Exercise description — Pick out every line in the entries below that contains the string "vegetation", and copy each one.

Data to process —

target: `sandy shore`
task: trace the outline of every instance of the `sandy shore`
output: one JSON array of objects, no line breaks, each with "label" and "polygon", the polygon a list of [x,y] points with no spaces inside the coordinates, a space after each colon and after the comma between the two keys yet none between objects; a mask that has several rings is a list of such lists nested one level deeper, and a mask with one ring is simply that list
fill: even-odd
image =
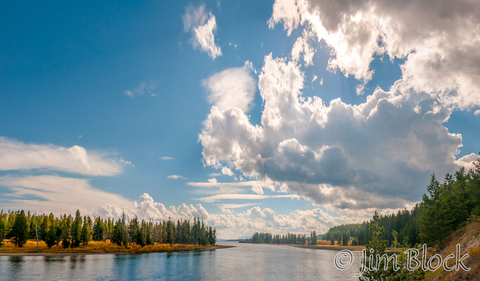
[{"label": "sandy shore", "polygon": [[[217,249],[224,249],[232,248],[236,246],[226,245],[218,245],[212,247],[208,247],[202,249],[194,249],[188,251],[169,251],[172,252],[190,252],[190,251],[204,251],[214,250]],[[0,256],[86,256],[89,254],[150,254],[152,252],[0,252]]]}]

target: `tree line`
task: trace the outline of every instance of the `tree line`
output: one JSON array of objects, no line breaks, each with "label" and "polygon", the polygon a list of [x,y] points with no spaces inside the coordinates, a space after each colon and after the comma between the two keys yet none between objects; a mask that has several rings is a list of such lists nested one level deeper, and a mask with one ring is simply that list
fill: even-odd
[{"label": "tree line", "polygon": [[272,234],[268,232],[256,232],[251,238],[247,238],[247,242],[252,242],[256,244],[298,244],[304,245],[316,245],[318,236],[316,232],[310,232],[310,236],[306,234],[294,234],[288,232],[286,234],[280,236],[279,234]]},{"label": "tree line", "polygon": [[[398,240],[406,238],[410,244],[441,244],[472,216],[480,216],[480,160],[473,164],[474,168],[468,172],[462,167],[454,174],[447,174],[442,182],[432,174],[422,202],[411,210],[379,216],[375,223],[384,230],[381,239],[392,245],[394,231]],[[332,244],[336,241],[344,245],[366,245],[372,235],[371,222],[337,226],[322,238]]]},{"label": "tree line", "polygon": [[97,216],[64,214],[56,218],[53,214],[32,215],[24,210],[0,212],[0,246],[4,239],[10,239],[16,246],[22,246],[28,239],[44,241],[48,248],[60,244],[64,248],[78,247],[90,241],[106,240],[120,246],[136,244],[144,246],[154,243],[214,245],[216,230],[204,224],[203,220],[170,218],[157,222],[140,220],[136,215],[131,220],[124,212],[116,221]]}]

---

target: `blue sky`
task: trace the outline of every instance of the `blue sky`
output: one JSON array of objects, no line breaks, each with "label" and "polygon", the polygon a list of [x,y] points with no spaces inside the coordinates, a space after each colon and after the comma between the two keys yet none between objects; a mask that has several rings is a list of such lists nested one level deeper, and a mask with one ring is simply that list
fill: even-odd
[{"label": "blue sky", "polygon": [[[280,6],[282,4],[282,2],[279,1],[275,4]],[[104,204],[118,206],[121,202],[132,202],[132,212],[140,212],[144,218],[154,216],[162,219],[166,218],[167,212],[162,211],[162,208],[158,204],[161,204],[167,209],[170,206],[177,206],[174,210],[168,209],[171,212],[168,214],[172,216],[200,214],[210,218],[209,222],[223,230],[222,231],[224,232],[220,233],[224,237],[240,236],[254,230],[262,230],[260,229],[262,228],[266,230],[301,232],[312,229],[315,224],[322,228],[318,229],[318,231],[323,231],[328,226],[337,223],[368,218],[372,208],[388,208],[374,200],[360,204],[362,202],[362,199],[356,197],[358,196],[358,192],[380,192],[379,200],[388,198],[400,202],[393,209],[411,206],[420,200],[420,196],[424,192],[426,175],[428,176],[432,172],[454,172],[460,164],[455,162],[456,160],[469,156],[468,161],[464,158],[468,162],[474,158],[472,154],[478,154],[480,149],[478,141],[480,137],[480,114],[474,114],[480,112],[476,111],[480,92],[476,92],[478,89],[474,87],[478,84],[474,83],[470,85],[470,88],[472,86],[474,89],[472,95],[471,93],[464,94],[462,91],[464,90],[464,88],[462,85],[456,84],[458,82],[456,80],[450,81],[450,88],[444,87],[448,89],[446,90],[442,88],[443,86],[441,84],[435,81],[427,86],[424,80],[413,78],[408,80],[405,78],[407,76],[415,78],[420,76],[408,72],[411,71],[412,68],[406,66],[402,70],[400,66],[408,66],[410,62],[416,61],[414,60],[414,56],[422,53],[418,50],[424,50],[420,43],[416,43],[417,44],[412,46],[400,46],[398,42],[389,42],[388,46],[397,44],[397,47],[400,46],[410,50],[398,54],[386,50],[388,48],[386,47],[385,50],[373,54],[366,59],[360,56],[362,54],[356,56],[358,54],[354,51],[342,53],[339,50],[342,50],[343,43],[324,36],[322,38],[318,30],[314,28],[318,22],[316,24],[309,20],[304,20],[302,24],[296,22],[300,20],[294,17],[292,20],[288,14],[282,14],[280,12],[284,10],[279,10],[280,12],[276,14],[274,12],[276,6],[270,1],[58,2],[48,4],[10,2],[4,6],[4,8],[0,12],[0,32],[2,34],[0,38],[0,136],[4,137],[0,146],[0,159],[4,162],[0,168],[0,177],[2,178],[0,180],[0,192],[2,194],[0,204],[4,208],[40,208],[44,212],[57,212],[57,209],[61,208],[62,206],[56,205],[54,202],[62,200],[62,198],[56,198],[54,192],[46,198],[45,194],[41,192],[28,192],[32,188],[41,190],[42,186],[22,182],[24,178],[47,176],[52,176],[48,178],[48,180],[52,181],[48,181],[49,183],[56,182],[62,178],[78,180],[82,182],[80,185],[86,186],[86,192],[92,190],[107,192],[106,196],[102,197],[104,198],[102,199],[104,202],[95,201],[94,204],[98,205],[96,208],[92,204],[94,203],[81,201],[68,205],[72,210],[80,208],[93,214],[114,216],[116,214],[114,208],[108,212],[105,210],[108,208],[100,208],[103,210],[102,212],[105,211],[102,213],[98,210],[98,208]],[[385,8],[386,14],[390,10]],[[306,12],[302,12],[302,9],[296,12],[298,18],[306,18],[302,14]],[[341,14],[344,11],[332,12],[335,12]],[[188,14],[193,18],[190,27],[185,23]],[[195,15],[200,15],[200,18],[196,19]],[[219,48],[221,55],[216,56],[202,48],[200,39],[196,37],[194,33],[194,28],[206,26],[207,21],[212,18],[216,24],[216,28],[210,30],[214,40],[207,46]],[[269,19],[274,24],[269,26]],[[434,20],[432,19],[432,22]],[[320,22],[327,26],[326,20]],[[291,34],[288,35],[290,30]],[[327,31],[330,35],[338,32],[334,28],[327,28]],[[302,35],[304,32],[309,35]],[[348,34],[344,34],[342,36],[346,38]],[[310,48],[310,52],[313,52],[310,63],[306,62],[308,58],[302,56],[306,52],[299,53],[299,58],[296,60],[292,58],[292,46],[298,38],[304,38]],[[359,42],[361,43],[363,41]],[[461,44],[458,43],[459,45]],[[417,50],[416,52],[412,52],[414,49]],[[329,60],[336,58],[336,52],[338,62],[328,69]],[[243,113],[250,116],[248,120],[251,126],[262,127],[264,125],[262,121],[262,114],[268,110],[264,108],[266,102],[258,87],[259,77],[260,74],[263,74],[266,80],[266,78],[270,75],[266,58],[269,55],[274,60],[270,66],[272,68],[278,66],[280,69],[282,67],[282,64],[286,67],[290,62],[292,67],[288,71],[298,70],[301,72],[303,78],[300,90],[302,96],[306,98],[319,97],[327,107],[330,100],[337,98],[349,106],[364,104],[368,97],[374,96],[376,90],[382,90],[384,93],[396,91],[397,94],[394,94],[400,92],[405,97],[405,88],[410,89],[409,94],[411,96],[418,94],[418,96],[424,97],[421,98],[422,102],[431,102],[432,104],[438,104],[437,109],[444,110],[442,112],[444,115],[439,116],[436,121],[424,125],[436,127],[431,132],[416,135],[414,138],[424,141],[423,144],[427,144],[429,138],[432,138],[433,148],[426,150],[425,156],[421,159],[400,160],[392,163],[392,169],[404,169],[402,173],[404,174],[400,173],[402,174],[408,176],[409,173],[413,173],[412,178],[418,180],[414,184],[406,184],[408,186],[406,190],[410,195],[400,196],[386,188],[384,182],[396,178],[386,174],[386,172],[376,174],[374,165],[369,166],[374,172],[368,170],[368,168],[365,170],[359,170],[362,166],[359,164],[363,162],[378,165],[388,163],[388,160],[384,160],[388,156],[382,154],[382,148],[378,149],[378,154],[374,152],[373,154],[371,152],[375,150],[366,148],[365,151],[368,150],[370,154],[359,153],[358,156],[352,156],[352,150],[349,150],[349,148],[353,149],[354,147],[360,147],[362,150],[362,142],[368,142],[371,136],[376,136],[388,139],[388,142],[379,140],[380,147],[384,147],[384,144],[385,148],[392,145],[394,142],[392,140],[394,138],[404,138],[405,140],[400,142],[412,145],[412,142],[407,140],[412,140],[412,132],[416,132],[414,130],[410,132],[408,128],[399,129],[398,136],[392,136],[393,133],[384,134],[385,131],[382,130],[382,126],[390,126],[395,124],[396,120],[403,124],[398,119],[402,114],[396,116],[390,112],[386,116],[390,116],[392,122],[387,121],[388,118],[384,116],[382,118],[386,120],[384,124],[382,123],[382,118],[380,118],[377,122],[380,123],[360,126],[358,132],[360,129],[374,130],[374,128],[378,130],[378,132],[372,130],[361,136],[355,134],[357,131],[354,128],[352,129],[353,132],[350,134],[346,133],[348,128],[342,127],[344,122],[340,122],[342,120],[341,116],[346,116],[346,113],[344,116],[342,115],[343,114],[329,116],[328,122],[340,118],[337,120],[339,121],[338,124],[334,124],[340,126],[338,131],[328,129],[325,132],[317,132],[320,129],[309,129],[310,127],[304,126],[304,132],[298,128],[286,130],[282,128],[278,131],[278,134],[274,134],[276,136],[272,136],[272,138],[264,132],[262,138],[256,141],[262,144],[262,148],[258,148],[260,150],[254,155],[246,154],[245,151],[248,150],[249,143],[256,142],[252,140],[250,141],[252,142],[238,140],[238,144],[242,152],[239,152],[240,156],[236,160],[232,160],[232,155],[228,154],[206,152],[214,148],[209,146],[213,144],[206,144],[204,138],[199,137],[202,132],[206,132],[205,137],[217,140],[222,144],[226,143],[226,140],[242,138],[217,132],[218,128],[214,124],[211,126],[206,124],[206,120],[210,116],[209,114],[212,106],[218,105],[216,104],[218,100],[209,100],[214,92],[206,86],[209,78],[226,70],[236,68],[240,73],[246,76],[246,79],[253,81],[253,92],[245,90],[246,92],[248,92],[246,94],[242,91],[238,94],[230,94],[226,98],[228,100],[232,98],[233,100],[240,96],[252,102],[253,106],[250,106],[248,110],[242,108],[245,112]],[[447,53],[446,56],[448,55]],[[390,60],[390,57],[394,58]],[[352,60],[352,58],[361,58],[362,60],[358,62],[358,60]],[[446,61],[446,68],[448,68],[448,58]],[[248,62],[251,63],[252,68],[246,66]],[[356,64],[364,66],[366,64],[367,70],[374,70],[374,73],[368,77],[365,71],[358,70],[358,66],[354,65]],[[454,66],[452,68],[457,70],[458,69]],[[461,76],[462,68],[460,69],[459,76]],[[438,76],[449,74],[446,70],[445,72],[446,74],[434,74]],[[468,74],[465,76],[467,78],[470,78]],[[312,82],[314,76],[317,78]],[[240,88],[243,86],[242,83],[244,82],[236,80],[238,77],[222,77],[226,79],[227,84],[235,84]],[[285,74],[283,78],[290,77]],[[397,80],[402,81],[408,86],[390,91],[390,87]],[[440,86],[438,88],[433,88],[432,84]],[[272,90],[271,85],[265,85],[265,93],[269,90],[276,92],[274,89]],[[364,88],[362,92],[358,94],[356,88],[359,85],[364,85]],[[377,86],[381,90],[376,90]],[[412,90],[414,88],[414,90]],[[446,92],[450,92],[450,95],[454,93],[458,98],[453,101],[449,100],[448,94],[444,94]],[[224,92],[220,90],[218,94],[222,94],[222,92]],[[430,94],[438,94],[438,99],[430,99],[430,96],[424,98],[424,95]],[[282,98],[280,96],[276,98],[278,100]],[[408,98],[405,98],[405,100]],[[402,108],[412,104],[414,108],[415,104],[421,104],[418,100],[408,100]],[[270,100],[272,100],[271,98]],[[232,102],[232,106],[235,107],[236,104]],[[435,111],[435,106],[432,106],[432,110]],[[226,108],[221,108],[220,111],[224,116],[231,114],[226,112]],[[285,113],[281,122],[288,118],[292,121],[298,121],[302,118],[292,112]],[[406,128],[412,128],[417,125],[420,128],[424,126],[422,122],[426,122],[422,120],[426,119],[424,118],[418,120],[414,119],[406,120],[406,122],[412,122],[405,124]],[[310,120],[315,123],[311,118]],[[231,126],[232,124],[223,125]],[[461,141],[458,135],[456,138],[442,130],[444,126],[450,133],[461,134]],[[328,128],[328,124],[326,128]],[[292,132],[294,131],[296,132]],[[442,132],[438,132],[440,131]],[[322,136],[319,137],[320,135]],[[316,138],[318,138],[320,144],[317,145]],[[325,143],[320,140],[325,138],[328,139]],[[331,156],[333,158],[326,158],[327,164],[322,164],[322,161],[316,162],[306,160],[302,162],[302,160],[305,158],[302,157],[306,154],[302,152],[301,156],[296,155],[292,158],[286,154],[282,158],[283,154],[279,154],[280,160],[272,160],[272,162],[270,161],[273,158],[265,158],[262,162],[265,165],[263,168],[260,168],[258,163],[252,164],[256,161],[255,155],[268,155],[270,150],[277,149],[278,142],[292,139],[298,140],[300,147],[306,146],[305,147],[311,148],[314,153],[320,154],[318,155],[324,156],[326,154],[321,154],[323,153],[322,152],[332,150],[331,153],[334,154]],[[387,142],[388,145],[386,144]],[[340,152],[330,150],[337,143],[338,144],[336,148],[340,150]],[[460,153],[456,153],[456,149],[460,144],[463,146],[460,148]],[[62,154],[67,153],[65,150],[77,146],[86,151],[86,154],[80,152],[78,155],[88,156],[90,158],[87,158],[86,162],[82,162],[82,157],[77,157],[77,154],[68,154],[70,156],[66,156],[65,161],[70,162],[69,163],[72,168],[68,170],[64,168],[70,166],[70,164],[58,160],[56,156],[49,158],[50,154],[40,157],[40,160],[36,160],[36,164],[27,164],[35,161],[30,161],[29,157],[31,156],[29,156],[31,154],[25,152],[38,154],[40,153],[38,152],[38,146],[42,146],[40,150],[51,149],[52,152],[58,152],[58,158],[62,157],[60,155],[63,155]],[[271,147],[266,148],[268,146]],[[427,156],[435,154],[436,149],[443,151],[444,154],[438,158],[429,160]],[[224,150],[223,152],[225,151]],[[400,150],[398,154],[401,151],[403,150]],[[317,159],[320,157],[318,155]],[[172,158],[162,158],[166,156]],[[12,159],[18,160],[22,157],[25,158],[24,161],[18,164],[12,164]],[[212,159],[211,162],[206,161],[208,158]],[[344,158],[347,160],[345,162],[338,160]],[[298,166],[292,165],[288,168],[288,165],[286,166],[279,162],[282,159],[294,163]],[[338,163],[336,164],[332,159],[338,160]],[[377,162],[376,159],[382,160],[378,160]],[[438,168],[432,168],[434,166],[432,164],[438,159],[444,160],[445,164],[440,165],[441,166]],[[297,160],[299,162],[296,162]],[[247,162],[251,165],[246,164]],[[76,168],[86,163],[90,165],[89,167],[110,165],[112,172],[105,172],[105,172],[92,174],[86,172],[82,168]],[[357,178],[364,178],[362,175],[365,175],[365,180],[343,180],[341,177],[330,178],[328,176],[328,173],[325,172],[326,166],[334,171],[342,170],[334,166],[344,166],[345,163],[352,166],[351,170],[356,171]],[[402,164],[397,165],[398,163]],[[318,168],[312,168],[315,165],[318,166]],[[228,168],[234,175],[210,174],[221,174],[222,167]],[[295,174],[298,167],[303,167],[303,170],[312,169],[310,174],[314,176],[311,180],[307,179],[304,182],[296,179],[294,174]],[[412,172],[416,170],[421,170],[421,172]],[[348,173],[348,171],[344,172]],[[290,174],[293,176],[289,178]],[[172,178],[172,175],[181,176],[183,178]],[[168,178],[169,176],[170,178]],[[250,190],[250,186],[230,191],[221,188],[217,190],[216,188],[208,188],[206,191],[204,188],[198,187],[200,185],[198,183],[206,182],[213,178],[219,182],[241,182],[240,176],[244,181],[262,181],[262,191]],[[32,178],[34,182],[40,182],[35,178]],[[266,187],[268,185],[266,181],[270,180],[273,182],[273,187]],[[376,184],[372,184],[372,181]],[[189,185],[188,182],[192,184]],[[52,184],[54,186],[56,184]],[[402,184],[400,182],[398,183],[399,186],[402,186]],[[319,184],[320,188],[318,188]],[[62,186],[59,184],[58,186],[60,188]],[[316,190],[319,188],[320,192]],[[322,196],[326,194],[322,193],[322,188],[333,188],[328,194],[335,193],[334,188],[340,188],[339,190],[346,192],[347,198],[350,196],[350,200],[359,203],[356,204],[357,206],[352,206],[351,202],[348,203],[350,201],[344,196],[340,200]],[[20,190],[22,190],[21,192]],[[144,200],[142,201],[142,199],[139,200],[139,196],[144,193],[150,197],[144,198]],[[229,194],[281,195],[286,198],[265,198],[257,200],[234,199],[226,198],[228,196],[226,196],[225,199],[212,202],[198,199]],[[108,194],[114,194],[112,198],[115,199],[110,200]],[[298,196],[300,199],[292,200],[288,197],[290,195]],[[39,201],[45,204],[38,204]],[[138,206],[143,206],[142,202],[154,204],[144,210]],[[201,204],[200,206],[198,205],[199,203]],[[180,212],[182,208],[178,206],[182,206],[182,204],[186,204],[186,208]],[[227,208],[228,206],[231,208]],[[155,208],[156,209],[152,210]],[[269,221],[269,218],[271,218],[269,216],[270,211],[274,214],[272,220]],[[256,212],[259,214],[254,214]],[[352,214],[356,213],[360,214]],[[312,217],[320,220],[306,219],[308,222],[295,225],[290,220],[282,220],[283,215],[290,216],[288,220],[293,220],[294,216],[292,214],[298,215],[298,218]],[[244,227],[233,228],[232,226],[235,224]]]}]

==

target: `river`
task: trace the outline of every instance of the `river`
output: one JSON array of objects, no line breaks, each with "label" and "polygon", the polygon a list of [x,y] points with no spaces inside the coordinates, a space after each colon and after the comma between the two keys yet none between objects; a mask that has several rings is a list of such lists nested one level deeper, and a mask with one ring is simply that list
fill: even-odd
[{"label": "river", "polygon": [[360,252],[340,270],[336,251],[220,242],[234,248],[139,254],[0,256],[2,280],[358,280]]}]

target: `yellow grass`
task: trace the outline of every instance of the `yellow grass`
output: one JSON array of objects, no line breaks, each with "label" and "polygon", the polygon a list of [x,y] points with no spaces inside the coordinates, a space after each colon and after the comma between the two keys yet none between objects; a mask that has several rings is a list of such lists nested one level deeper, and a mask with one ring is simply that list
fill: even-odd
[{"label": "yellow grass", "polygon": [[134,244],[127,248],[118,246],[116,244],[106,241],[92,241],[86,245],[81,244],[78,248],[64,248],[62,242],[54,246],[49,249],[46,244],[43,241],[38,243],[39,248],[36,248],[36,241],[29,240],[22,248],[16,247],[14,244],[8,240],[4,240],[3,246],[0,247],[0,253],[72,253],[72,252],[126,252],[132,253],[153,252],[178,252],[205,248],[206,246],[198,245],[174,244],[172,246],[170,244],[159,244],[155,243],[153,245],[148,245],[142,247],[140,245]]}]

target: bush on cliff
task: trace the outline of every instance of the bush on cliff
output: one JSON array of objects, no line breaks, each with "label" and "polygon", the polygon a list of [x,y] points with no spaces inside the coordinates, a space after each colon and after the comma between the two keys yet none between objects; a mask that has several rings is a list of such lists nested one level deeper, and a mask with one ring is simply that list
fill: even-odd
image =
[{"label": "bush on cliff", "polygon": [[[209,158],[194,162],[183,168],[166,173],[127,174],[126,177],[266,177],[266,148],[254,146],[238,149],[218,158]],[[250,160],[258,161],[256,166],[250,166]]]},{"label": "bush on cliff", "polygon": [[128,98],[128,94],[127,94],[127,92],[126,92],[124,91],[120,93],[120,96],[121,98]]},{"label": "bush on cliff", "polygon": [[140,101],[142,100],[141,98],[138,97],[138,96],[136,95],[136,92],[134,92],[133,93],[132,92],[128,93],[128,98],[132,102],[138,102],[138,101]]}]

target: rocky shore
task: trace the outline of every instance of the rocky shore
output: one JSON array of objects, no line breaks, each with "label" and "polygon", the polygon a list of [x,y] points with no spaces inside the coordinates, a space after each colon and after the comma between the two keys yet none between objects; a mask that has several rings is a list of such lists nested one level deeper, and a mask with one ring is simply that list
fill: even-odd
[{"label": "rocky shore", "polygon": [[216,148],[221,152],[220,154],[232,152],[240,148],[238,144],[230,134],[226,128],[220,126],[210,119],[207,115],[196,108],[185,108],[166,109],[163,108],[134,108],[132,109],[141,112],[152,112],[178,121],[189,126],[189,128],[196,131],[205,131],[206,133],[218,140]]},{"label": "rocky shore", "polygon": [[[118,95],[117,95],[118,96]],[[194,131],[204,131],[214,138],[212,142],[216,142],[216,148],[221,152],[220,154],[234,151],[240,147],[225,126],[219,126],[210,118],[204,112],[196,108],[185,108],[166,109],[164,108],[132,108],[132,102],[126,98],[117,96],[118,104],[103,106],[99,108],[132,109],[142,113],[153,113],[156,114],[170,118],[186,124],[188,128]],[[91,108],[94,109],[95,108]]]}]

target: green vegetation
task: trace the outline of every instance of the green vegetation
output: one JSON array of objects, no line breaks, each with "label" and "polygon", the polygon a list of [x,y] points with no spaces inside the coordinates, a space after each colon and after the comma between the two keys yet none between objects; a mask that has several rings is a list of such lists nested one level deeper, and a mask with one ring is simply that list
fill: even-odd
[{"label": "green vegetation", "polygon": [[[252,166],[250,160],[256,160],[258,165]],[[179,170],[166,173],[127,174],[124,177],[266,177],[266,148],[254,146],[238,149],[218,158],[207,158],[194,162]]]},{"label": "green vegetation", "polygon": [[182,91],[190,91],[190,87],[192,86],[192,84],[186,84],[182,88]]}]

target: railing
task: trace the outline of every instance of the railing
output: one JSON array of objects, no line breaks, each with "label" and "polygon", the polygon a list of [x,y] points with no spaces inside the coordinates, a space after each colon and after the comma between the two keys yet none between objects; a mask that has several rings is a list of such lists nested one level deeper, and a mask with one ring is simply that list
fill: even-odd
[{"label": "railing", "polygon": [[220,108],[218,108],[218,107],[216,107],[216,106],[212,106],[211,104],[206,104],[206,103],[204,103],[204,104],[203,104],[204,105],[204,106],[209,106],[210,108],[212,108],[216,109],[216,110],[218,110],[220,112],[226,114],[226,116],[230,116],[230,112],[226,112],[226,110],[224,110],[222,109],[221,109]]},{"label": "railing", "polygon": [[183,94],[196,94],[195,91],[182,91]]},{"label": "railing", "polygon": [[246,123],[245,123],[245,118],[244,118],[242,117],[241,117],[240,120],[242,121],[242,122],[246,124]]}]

Solution to this task —
target: green vegetation
task: trace the outline of every instance of the green vegetation
[{"label": "green vegetation", "polygon": [[[252,166],[250,160],[256,160],[258,165]],[[179,170],[166,173],[127,174],[124,177],[266,177],[266,148],[254,146],[238,149],[218,158],[207,158],[194,162]]]},{"label": "green vegetation", "polygon": [[182,91],[190,91],[190,87],[192,86],[192,84],[186,84],[182,88]]}]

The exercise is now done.